(GOAL OF THE EXERCISE): Go through the entries, filter for the word "Query", and copy every line that has it.

(Records drawn from a dataset):
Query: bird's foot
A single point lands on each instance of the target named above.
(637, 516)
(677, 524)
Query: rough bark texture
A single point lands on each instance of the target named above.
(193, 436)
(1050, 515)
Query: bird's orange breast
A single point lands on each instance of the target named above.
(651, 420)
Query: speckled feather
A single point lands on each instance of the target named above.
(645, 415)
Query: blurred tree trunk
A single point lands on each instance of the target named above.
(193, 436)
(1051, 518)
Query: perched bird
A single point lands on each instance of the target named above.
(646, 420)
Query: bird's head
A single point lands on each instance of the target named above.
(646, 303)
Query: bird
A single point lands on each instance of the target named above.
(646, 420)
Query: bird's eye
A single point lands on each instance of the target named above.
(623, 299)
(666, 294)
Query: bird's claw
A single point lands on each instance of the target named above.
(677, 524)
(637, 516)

(SOLUTION TO THIS PROBLEM):
Query: bird's foot
Query: rough bark texture
Query: bird's orange breast
Query: speckled feather
Query: blurred tree trunk
Query: perched bird
Query: bird's head
Query: bird
Query: bird's eye
Query: bird's claw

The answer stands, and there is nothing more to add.